COMPITI DA SVOLGERE ▸
1. Aggiorna il brano sulla chiusura del supermercato riportando tutto il passo da "Appena avete saputo" fino a "inconsapevoli del virus?", con "supermercato" sostituito da "negozio".
2. Scrivi il seguito del brano sulla chiusura del supermercato, partendo subito dopo la sua ultima frase.

BRANO SELEZIONATO ▸
Come è successa la chiusura?
«Il nostro collega ha avuto i primi sintomi di febbre una decina di giorni fa, è stato a casa subito e il 112 gli ha detto di tenere monitorata la febbre e di vedere se si abbassava con degli antipiretici. Poi questo giovedì si è fatto ricorverare e sabato è arrivato il risultato positivo del tampone. Appena abbiamo saputo abbiamo chiuso l’attività, abbiamo fatto uscire i clienti e tirato giù la serranda. Poi abbiamo scritto una mail alla Asl, sabato alle 13, ci hanno ricontattato per avere un numero di recapito, ma poi non abbiamo sentito altro. Nel frattempo abbiamo organizzato la sanificazione dei locali, e verranno oggi pomeriggio».
E adesso cosa farete?
«È quello il punto, non la sappiamo. La verità è che ci sentiamo in un limbo. Il locale è sanificato ma vorremmo sapere quali sono le linee guida dell’Asl: noi quando possiamo tornare? Dobbiamo fare un tampone? E poi forse vanno messe regole più ferre, per esempio che i clienti possano entrare solo con la mascherina. Per ora avevamo chiesto ai clienti di indossare i guanti e ovviamente avevamo l’ingresso scaglionato. Ma quali sono le misure giuste da tenere?»
Appena avete saputo che il collega aveva la febbre, ed era possibile che fosse Covid-19 visto che siete piuttosto esposti, non avete pensato di chiedere un tampone per tutti subito o di chiudere subito il supermercato per evitare di essere portatori inconsapevoli del virus?

MATERIALE FORNITO ▸
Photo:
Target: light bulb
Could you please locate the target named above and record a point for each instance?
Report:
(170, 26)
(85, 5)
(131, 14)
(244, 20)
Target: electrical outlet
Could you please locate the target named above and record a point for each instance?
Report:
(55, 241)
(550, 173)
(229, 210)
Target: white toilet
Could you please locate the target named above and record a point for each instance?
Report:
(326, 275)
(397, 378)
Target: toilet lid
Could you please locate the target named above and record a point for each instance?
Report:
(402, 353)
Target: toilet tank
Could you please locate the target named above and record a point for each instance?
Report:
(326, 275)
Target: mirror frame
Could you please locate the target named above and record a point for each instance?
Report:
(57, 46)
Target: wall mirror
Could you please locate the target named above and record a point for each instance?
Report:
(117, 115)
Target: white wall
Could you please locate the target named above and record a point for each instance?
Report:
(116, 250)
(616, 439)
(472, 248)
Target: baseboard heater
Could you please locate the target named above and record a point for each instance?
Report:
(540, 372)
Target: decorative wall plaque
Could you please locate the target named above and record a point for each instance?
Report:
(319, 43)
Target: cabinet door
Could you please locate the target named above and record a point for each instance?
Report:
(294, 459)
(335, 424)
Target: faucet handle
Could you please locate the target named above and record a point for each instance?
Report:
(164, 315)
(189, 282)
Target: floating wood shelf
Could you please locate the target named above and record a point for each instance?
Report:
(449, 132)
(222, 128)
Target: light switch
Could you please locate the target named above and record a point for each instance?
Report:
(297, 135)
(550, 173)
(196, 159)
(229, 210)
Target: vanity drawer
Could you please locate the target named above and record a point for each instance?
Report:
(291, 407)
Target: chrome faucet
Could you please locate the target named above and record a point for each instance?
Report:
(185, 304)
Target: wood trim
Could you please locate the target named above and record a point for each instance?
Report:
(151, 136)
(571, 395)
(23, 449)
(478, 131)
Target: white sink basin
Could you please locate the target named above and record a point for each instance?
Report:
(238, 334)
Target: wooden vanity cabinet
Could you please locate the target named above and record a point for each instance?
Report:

RISPOSTE NUMERATE ▸
1.
Appena avete saputo che il collega aveva la febbre, ed era possibile che fosse Covid-19 visto che siete piuttosto esposti, non avete pensato di chiedere un tampone per tutti subito o di chiudere subito il negozio per evitare di essere portatori inconsapevoli del virus?

2.
«Non subito anche vista la giovane età del collega. Abbiamo adottato tutte le misure di sicurezza possibili – tutti noi lavoravamo con mascherine e guanti – e aspettato di capire se fosse un infezione normale o da Covid-19. Chiedere un tampone è ancora adesso molto lungo e complicato da richiedere».
Sapete che qualcuno di voi potrebbe essere malato, ma asintomatico?
«Non ne eravamo completamente consapevoli, seguendo le indicazioni del Ministero che diceva che farmacie e supermercati potevano restare aperti, e prendendo le dovute precauzioni, pensavamo di operare in modo corretto».
Avevate timore di ammalarvi?
«Per forza, ma come tanti che lavorano in un esercizio primario non ci siamo tirati indietro».
C’era la possibilità per voi di rifiutarsi di venire al lavoro?
«Sì, ci è stato data la possibilità di metterci in ferie o chiedere di non venire a lavorare, ma siamo venuti lo stesso».
Perché?
«Non so, per uno spirito di comunità, incoscienza, non lo so… È il nostro lavoro, in quella posizione serviamo tante persone e il non esserci può fare la differenza».
Come sono stati i clienti in questo periodo?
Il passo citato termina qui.